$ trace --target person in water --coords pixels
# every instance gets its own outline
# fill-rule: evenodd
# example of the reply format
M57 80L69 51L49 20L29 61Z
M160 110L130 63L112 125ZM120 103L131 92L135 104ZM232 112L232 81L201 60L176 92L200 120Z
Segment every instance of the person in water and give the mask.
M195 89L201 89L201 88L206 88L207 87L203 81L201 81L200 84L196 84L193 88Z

--

__Task objective__. Update the data above by replacing every "person in water" with "swimmer". Leave everything else the same.

__Solution below__.
$ trace --target swimmer --coords pixels
# every instance gets its own outline
# fill-rule: evenodd
# example of the reply format
M57 80L69 51L49 20L29 61Z
M160 110L130 63L112 125ZM120 103L131 92L135 104ZM232 112L232 81L201 60L176 92L200 120Z
Segment every instance of the swimmer and give the mask.
M195 89L201 89L201 88L206 88L207 87L203 81L201 81L200 84L196 84L193 88Z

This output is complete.